Der europäische CO2-Handel ist ein Exportschlager

Gestritten wird derzeit über die zukünftige Versteigerung der Emissionsrechte

Von einem derartigen Kurssturz erholen sich nicht viele: Im April 2006 war eine Tonne CO2 an der European Climate Exchange rund 30 Euro Wert; im Dezember 2007 noch 3 Cents. Die EU Staaten hatten zuviele Emissionsrechte an ihre Industrien ausgegeben. Als die Händler dies merkten, brach der Kurs ein. Gut war es nur die Generalprobe und die überzäligen Verschmutzungsrechte verfielen per Ende 2007.
Seit Anfang dieses Jahres gilt es nun ernst: Der europäische Emissionshandel hat seine erste fünfjährige Handelsperiode begonnen (Anfang 2008 bis Ende 2012). Beteiligt sind 12 000 Stromerzeuger, Zementhersteller und Papierfabriken. Diese Branchen sind für 40 Prozent des europäischen CO2 Ausstosses verantwortlich. Ab Januar 2012 müssen ausserdem alle Fluggesellschaften, die Europa anfliegen, an dem Handelssystem teilnehmen.
+-------+
# Aufgabenliste:
A) Gib aus dem Artikel über den CO2-Handel alles von „Von einem derartigen“ bis hinunter zu „dem Handelssystem teilnehmen.“ wortgetreu wieder.
B) Stelle in den Datensätzen unten alles von der Zeile mit „find the doorway“ bis hinunter zur Zeile mit „[[6, 72, 32, 100]]“ (beide eingeschlossen) als Markdown-Tabelle mit den Spalten „Nr.“ und „Zeile“ dar. Lass Leerzeilen und Bilder weg.

# Eingabedaten:
+-------+
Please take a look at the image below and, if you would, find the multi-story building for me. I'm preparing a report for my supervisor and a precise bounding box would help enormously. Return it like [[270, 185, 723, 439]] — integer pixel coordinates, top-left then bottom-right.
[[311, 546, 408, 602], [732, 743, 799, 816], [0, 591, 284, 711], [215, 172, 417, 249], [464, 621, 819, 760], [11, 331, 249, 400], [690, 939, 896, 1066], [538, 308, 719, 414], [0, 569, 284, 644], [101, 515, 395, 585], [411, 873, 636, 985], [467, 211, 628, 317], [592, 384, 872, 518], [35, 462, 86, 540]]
+-------+
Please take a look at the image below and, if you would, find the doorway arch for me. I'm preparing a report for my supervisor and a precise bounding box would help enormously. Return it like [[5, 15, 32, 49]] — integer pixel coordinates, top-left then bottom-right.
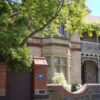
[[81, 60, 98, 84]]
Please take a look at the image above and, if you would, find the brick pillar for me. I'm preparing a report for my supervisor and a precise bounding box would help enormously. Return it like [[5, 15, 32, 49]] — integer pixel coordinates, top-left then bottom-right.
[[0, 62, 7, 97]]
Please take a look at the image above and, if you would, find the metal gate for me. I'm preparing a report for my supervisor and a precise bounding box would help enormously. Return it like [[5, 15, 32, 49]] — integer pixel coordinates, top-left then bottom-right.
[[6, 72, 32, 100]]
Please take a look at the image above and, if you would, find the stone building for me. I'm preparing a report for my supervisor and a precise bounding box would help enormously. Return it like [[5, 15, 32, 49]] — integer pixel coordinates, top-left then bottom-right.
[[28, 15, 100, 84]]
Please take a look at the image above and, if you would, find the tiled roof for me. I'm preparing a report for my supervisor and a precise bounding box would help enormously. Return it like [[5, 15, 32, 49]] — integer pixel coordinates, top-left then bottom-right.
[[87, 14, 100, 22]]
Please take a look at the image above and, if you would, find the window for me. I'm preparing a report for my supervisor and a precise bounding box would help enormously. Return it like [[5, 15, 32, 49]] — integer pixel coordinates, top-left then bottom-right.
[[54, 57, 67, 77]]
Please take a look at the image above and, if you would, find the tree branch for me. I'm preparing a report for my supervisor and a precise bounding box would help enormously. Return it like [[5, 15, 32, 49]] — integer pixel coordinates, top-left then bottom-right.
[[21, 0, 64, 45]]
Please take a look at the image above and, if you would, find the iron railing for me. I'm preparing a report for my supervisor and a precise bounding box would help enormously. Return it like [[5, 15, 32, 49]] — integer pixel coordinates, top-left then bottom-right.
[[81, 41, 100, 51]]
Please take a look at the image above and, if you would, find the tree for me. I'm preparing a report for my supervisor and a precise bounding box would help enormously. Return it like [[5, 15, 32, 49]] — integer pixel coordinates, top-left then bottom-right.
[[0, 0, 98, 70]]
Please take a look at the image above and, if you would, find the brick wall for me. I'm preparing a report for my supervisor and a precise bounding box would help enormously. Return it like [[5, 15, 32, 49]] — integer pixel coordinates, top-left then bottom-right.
+-------+
# Antworten:
A)
Von einem derartigen Kurssturz erholen sich nicht viele: Im April 2006 war eine Tonne CO2 an der European Climate Exchange rund 30 Euro Wert; im Dezember 2007 noch 3 Cents. Die EU Staaten hatten zuviele Emissionsrechte an ihre Industrien ausgegeben. Als die Händler dies merkten, brach der Kurs ein. Gut war es nur die Generalprobe und die überzäligen Verschmutzungsrechte verfielen per Ende 2007.
Seit Anfang dieses Jahres gilt es nun ernst: Der europäische Emissionshandel hat seine erste fünfjährige Handelsperiode begonnen (Anfang 2008 bis Ende 2012). Beteiligt sind 12 000 Stromerzeuger, Zementhersteller und Papierfabriken. Diese Branchen sind für 40 Prozent des europäischen CO2 Ausstosses verantwortlich. Ab Januar 2012 müssen ausserdem alle Fluggesellschaften, die Europa anfliegen, an dem Handelssystem teilnehmen.

B)
| Nr. | Zeile |
|---|---|
| 1 | Please take a look at the image below and, if you would, find the doorway arch for me. I'm preparing a report for my supervisor and a precise bounding box would help enormously. Return it like [[5, 15, 32, 49]] — integer pixel coordinates, top-left then bottom-right. |
| 2 | [[81, 60, 98, 84]] |
| 3 | Please take a look at the image above and, if you would, find the brick pillar for me. I'm preparing a report for my supervisor and a precise bounding box would help enormously. Return it like [[5, 15, 32, 49]] — integer pixel coordinates, top-left then bottom-right. |
| 4 | [[0, 62, 7, 97]] |
| 5 | Please take a look at the image above and, if you would, find the metal gate for me. I'm preparing a report for my supervisor and a precise bounding box would help enormously. Return it like [[5, 15, 32, 49]] — integer pixel coordinates, top-left then bottom-right. |
| 6 | [[6, 72, 32, 100]] |